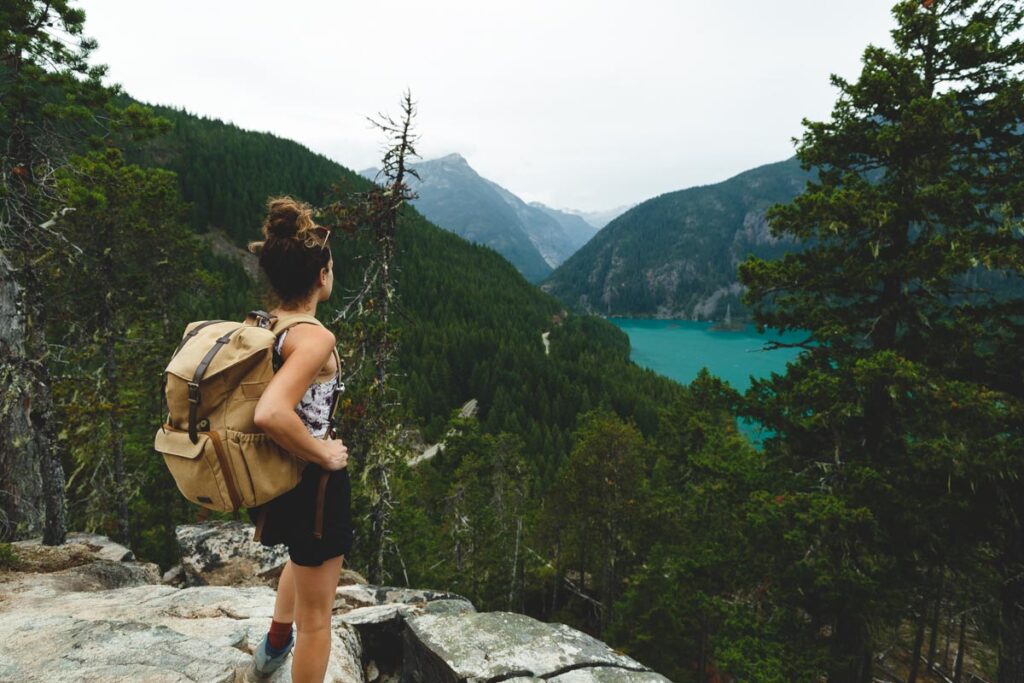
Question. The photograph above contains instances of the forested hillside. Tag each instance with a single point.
(875, 535)
(676, 255)
(455, 197)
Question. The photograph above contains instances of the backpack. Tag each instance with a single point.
(217, 456)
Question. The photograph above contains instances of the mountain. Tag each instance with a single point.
(599, 219)
(471, 324)
(455, 197)
(676, 255)
(573, 224)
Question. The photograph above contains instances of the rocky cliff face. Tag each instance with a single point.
(89, 611)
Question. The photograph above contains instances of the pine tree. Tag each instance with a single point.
(52, 100)
(919, 191)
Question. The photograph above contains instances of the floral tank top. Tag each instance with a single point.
(314, 407)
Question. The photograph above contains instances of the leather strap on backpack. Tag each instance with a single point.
(194, 394)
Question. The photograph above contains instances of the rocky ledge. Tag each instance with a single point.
(89, 611)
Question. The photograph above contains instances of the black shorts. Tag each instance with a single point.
(291, 516)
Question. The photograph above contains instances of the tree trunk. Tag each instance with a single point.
(1012, 613)
(919, 642)
(117, 444)
(44, 420)
(933, 641)
(22, 498)
(961, 643)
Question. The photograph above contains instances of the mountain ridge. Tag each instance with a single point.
(675, 255)
(454, 196)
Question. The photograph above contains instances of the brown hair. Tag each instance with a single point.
(293, 250)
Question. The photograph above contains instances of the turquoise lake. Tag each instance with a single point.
(680, 348)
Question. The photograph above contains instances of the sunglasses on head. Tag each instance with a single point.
(323, 232)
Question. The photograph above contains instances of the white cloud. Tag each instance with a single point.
(586, 103)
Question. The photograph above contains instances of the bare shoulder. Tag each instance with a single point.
(310, 338)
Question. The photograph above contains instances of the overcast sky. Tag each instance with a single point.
(578, 103)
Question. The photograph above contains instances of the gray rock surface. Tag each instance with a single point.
(86, 624)
(70, 613)
(608, 675)
(224, 554)
(478, 647)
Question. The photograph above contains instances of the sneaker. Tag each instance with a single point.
(266, 663)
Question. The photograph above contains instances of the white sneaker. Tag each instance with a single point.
(264, 662)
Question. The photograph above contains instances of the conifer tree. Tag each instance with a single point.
(918, 197)
(52, 100)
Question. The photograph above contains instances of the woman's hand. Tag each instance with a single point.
(335, 455)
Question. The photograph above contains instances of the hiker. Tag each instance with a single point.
(295, 411)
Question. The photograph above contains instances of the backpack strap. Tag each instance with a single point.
(194, 394)
(283, 324)
(280, 326)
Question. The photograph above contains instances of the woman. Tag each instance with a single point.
(294, 411)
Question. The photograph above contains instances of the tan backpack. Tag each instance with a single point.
(214, 451)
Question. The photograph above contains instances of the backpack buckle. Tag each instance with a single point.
(261, 318)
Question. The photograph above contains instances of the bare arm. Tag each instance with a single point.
(305, 350)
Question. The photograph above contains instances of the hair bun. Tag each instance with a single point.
(283, 218)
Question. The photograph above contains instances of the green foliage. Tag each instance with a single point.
(117, 302)
(880, 457)
(8, 558)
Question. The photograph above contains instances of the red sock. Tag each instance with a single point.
(280, 633)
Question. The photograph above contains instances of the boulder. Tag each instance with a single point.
(224, 554)
(352, 596)
(608, 675)
(90, 624)
(478, 647)
(104, 548)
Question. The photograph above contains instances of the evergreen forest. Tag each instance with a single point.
(876, 535)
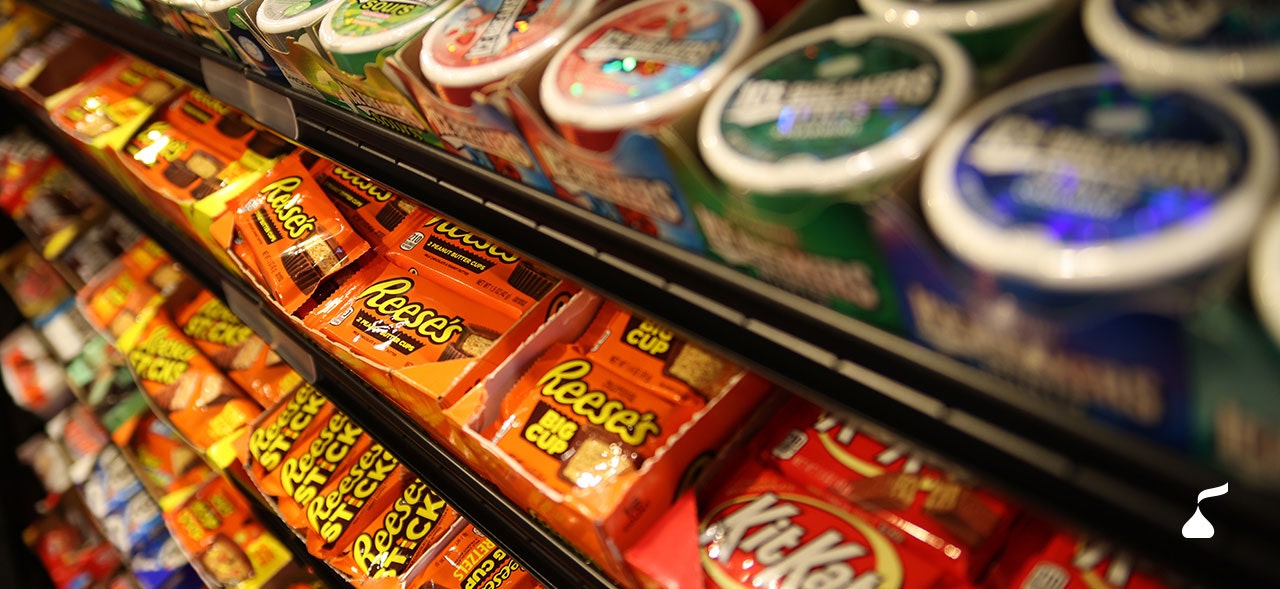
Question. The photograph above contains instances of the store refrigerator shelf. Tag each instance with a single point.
(1106, 482)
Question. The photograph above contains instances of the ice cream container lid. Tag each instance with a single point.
(1265, 274)
(835, 106)
(647, 62)
(362, 26)
(1198, 41)
(955, 16)
(278, 17)
(481, 41)
(1075, 182)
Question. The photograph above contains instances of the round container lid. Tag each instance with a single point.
(1224, 41)
(955, 16)
(481, 41)
(647, 62)
(279, 17)
(362, 26)
(1074, 182)
(1265, 274)
(835, 106)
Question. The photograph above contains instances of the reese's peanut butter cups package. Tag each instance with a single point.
(337, 510)
(398, 319)
(575, 424)
(762, 530)
(959, 524)
(373, 209)
(234, 348)
(318, 457)
(123, 92)
(652, 355)
(470, 561)
(297, 237)
(412, 520)
(438, 246)
(280, 430)
(202, 403)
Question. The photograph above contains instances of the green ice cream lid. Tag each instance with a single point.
(833, 108)
(277, 17)
(362, 26)
(955, 16)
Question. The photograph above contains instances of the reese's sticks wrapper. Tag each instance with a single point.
(201, 402)
(333, 515)
(472, 561)
(398, 319)
(373, 209)
(439, 246)
(653, 355)
(296, 234)
(762, 530)
(280, 430)
(955, 521)
(414, 520)
(575, 424)
(234, 348)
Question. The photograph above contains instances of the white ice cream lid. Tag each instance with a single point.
(1073, 181)
(647, 62)
(1265, 274)
(955, 16)
(362, 26)
(1194, 41)
(835, 106)
(278, 17)
(481, 41)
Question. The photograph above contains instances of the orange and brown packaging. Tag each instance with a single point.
(652, 355)
(400, 319)
(470, 261)
(282, 429)
(394, 539)
(297, 237)
(762, 530)
(471, 561)
(575, 424)
(341, 503)
(373, 209)
(126, 90)
(956, 523)
(234, 348)
(201, 402)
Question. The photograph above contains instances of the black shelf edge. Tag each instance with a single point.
(1104, 480)
(545, 556)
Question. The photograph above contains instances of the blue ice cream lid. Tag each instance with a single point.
(1230, 41)
(1075, 181)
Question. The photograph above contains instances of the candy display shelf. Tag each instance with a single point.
(1104, 480)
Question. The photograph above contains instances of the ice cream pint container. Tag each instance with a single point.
(1075, 182)
(644, 64)
(359, 31)
(810, 131)
(484, 41)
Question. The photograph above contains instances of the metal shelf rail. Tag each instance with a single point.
(1104, 480)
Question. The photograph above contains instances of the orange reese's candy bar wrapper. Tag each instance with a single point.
--------------------------------------------------
→ **Direction**: Keep the pictures out and write out the records exactly.

→ **Answer to the task**:
Question. The photograph above contains instances of the forested hillside. Tag each instance with a single point.
(875, 535)
(676, 255)
(455, 197)
Question. The photograph above contains instances of the backpack. Tag each instance with a single point.
(217, 456)
Question. The photograph above contains instances of the mountain. Tag each instance with a single point.
(599, 219)
(471, 324)
(455, 197)
(676, 255)
(573, 224)
Question. The photograph above contains instances of the rocky cliff face. Tag each instance with a single point.
(89, 611)
Question. The photograph above contains instances of the pine tree. Tag each instance with a single point.
(52, 100)
(919, 191)
Question. The photograph above contains instances of the floral tank top. Tag each instance with a single point.
(314, 407)
Question. The photograph above contains instances of the leather strap on backpack. Tag each instance with a single point.
(194, 394)
Question. The photograph above contains instances of the rocky ledge. Tag each instance with a single point.
(89, 611)
Question. The photograph above contains instances of the black shorts. Tag each instance with a single point.
(291, 516)
Question. The photograph above contains instances of the tree trunk. Tag each instance with a single point.
(1012, 613)
(919, 642)
(117, 444)
(44, 420)
(933, 641)
(22, 498)
(961, 643)
Question. The photograph above contains instances of the mountain ridge. Tag each instance with a single point.
(675, 255)
(454, 196)
Question. The photograph above contains instances of the brown hair. Tag each instance with a single point.
(293, 250)
Question. The photograph above contains instances of the turquoise lake. Tag each instance with a single point.
(680, 348)
Question. The photograph above contains instances of the sunglasses on head. Tag each instance with a single point.
(323, 232)
Question. The photograph above contains instances of the white cloud. Tag each instance with a single point.
(586, 103)
Question. The photograph above contains instances of the bare shoulder. Tag each instance with a single point.
(310, 338)
Question. The photograph above contains instances of the overcast sky. Tag each instance with a single point.
(578, 103)
Question. The photograph above contains instances of the gray rock surface. Tag each instance with a single point.
(86, 624)
(70, 613)
(608, 675)
(224, 554)
(478, 647)
Question. The photograph above contains instances of the sneaker. Tag each instance with a single point.
(266, 663)
Question. The photograph above contains instances of the white sneaker. Tag each instance with a single point.
(264, 662)
Question. The photograph above contains instances of the conifer tree. Tag each instance with a single point.
(918, 197)
(52, 100)
Question. The photograph above contains instances of the woman's hand. Tag each instance with a single point.
(335, 455)
Question. The photograph above contains instances of the hiker. Tag each instance with a single point.
(295, 411)
Question. The photograph above contains instances of the backpack strap. Tag each instance with a single point.
(194, 394)
(283, 324)
(280, 326)
Question. The photograph above contains instances of the woman. Tag each instance with a single point.
(294, 411)
Question. The photograph above contains instances of the tan backpack. Tag each instance with a single point.
(214, 451)
Question. The photograph above contains instances of the backpack buckle. Tag each instance with a single point.
(261, 318)
Question. The photograph above contains instances of the bare arm. Tag each instance with a single point.
(305, 350)
Question. The photograph above contains instances of the hair bun. Tag each instance with a single point.
(283, 218)
Question. The photograph above contains instances of the green foliage. Tag each instance with a single point.
(117, 302)
(880, 457)
(8, 558)
Question. The photograph above contains instances of the red sock. Tag each instance with a single point.
(280, 633)
Question. The photograph above contains instances of the boulder. Tag each instance with a single point.
(224, 554)
(352, 596)
(608, 675)
(90, 624)
(478, 647)
(104, 548)
Question. The photograph above contains instances of the evergreen forest. Tag each instance with a single point.
(876, 535)
Question. The photograph above contains instances of the store refrigerator shelf. Tag each instance with a single point.
(1106, 482)
Question. The photograph above contains instances of the ice cream container lid. Tag each instance with a single point.
(1265, 274)
(835, 106)
(647, 62)
(362, 26)
(1198, 41)
(955, 16)
(278, 17)
(481, 41)
(1075, 182)
Question. The photograph above contains instances of the round container lid. Tag each instance with a single point.
(1224, 41)
(955, 16)
(481, 41)
(647, 62)
(279, 17)
(362, 26)
(1074, 182)
(1265, 274)
(835, 106)
Question. The photograph above contains instances of the reese's peanut butter cups package. Tag each instance with a single point.
(337, 510)
(398, 319)
(575, 424)
(762, 530)
(959, 524)
(373, 209)
(234, 348)
(318, 457)
(123, 92)
(652, 355)
(470, 561)
(297, 237)
(412, 520)
(438, 246)
(280, 430)
(202, 403)
Question. The photograph above contains instances of the green ice cream lid. Tag each instance with a single point.
(833, 108)
(277, 17)
(362, 26)
(955, 16)
Question. The photograph above contains instances of the reese's sticks wrapper. Tag each instance with a single point.
(201, 402)
(333, 515)
(472, 561)
(398, 319)
(373, 209)
(439, 246)
(653, 355)
(296, 234)
(762, 530)
(280, 430)
(955, 521)
(414, 520)
(575, 424)
(234, 348)
Question. The photograph above contains instances of the white ice cream lid. Tag each instance with a single point.
(1073, 181)
(647, 62)
(1265, 274)
(955, 16)
(362, 26)
(1194, 41)
(835, 106)
(278, 17)
(481, 41)
Question. The photograph above contains instances of the orange and brown packaging. Tag each instance with a single point.
(652, 355)
(400, 319)
(470, 261)
(282, 429)
(394, 539)
(297, 237)
(762, 530)
(471, 561)
(575, 424)
(341, 503)
(373, 209)
(126, 90)
(956, 523)
(234, 348)
(201, 402)
Question. The photograph above contains instances of the black shelf edge. Tag each instance with a single point.
(1104, 480)
(545, 556)
Question. The photograph above contains instances of the blue ice cream lid. Tag each instance with a single point.
(1230, 41)
(1075, 181)
Question. The photograph above contains instances of the candy display shelf. Tag each instance with a single point.
(1104, 480)
Question. The photograph above contains instances of the ice cream pint container. Tag each instance with a single point.
(1075, 182)
(644, 64)
(359, 31)
(810, 131)
(484, 41)
Question. The photograph above contains instances of the metal shelf rail. Tag each instance with a single point.
(1104, 480)
Question. The photograph above contains instances of the orange reese's candy bar wrapper. Tag each instance with a single point.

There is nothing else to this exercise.